_Exercises_
1. According to the passage on small groups, why did telling people that small groups would help them build relationships fail to get the response the writer wanted?
2. Transcribe the passage on small groups, starting at "True growth happens" and ending at "healthy small groups.".
3. Write the next part of the passage on small groups, picking up after its final sentence.

_Passage to read_
True growth happens with other people. That’s why, when we do spiritual growth campaigns at Saddleback, small groups are at the heart of them. In fact, spiritual growth campaigns are a factory for creating healthy small groups. 

So, how can you leverage spiritual growth campaigns to get more people connected in small groups?

First, provide great small group content. 

For many years, I emphasized the wrong aspect of small groups as I tried to encourage people to get plugged-in. I would tell them that small groups will help them build relationships. But that didn’t motivate the response I was looking for, because most people have plenty of relationships and feel like they’re too busy to invest time into more. 

But when I began offering people resources they couldn’t get elsewhere during spiritual growth campaigns, they joined small groups in droves. Our spiritual growth campaigns impact lives by helping people study the Bible, discover their purpose, pray, and stretch their faith like never before. To get the most out of our campaigns, they must be in a small group.

Now, people join our small groups for the fresh content, but they stay for the relationships. Saddleback is probably one of the few churches in America where more people attend small groups than attend weekly worship services. That’s because we’re not only giving them resources they can’t get elsewhere, but they’re building life-changing relationships in the process.

_Source data_
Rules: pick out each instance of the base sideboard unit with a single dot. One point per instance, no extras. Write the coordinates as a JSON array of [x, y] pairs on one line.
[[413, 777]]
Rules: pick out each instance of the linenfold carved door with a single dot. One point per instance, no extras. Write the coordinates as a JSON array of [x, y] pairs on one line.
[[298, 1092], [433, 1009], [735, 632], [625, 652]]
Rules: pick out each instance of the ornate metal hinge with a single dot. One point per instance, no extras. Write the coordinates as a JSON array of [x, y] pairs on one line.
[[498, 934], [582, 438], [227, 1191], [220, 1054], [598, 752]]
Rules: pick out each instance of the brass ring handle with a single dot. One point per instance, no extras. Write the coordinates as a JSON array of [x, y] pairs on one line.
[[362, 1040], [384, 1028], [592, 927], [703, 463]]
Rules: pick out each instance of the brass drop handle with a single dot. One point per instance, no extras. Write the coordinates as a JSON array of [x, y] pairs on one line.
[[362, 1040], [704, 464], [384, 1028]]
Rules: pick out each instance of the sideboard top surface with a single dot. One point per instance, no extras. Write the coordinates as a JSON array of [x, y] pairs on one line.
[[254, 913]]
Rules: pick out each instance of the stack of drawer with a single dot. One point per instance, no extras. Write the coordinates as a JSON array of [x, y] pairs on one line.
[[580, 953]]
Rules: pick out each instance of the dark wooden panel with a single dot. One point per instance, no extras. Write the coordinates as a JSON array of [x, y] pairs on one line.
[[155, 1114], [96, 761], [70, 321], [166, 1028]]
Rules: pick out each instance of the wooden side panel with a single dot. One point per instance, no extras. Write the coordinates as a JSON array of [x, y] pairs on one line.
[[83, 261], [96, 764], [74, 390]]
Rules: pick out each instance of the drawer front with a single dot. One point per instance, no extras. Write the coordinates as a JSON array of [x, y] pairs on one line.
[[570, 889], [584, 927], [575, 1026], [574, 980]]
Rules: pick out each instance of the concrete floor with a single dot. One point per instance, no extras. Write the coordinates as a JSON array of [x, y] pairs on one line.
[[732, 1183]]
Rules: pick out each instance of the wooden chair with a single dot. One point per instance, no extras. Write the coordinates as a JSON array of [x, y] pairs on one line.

_Results for each task_
1. Most people have plenty of relationships and feel too busy to invest time into more.

2.
True growth happens with other people. That’s why, when we do spiritual growth campaigns at Saddleback, small groups are at the heart of them. In fact, spiritual growth campaigns are a factory for creating healthy small groups.

3.
Second, explain it’s a short-term commitment. 

We don’t ask people to sign up for a small group they’ll be in for the rest of their lives. When people are new to the idea of small groups, they’re often hesitant to make a long-term commitment. What if the time doesn’t work? What if they don’t sense a connection with their group members? What if the whole experience is awkward?

Most people can commit to anything for six to eight weeks. If they don’t like it, they can try something else. This is also a good length of time for people to develop meaningful and lasting habits. Jesus had six or seven major campaigns during his three-and-a-half years of ministry. During these periods, he’d focus on heavy ministry for five to seven weeks. Then he’d pull back and rest so he wouldn’t burn out his followers. Jesus understood the power of seasonal growth.

Third, be intentional about what you call your small group leaders.

The responsibility of leadership is often one factor that could limit the number of small groups your church can start. We had this issue at Saddleback for years. But then we discovered that our description of the role greatly impacted the number of people interested in getting involved. 

At first, we called our group leaders “lay pastors.” We only recruited dozens of people that way. The term “lay pastor” scared people. People reasoned that they weren’t pastors and didn’t respond. Then we went to “lay shepherd.” That was even worse. No one knew what a shepherd did, let alone spend time with sheep.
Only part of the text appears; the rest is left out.